▶ **Your objective**
Beginning with the first line below, please restate each line exactly, down to and including the line containing "The locate call".

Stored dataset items

----------

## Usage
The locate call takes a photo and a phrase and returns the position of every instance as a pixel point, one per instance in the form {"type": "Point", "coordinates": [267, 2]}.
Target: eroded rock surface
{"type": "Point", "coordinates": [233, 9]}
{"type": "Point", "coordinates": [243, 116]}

----------

▶ **Written response**
## Usage
The locate call takes a photo and a phrase and returns the position of every instance as a pixel point, one per instance in the form {"type": "Point", "coordinates": [267, 2]}.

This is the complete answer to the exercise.